▶ _EXERCISE TEXT_
Permalink to Comment

6. Brooks Moses on June 27, 2008 1:59 AM writes...

I'm reminded of a quote in my quotesfile, that ironically happened to come from here (in an entry dated 2007-11-14), where Derek was quoting Rayleigh's biography of J. J. Thomson:

"If you pay a man a salary for doing research, he and you will want to have something to point to at the end of the year to show that the money has not been wasted. In promising work of the highest class, however, results do not come in this regular fashion, in fact years may pass without any tangible results being obtained, and the position of the paid worker would be very embarrassing and he would naturally take to work on a lower, or at any rate, different plane where he could be sure of getting year by year tangible results which would justify his salary. The position is this: you want this kind of research, but if you pay a man to do it, it will drive him to research of a different kind. The only thing to do is to pay him for doing something else and give him enough leisure to do research for the love of it."

It seems to me that that would be a good way of running research funding. (And, in practice when things work really well, it in fact tends to be. A fair bit of my early Ph.D. research was off on a side project of a large grant that really amounted to this sort of thing on an institutional level.)

▶ _GIVEN RECORDS_
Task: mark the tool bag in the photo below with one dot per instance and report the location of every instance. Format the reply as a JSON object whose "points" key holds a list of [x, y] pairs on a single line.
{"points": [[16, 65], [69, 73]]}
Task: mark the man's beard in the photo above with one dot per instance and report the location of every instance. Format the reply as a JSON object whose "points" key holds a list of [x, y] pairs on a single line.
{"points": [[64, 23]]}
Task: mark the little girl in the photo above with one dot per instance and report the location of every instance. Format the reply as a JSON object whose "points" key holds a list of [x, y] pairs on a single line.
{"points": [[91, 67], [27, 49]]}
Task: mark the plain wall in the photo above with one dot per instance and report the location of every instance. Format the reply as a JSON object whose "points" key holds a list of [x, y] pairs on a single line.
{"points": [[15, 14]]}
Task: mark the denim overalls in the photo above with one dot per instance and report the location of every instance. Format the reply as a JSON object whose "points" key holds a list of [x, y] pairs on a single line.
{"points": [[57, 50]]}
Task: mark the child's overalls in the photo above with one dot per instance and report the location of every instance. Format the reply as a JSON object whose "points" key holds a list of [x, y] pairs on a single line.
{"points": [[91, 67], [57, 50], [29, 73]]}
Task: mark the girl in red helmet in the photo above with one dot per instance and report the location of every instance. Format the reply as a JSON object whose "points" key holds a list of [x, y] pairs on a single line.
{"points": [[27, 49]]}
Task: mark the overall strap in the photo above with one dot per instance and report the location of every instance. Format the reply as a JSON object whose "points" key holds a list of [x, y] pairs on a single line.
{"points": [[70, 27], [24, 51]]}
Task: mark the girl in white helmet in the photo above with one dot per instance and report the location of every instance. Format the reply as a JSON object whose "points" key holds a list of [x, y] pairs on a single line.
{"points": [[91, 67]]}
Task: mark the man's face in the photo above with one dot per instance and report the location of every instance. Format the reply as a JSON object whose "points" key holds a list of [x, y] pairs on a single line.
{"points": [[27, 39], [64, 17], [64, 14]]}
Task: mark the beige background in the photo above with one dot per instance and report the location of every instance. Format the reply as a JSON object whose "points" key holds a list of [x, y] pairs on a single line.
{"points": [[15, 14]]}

▶ _SET OF TASKS_
• a. In the comment above, rewrite the quoted paragraph beginning "If you pay a man a salary" as a short bulleted list that keeps its main points.
• b. List every person named in the comment.

▶ _SOLUTIONS TO THE EXERCISE_
• a.
- A salaried researcher and the person paying him will both want something to show each year to prove the money was not wasted.
- Promising work of the highest class does not produce results on that regular schedule. Years may pass without tangible results.
- This puts the paid worker in an embarrassing position, so he naturally shifts to lower-level or different work that reliably yields yearly results to justify his salary.
- Paying a man for the kind of research you want therefore drives him to a different kind.
- The only fix is to pay him for doing something else and give him enough leisure to do research for the love of it.

• b.
- Brooks Moses
- Derek
- Rayleigh
- J. J. Thomson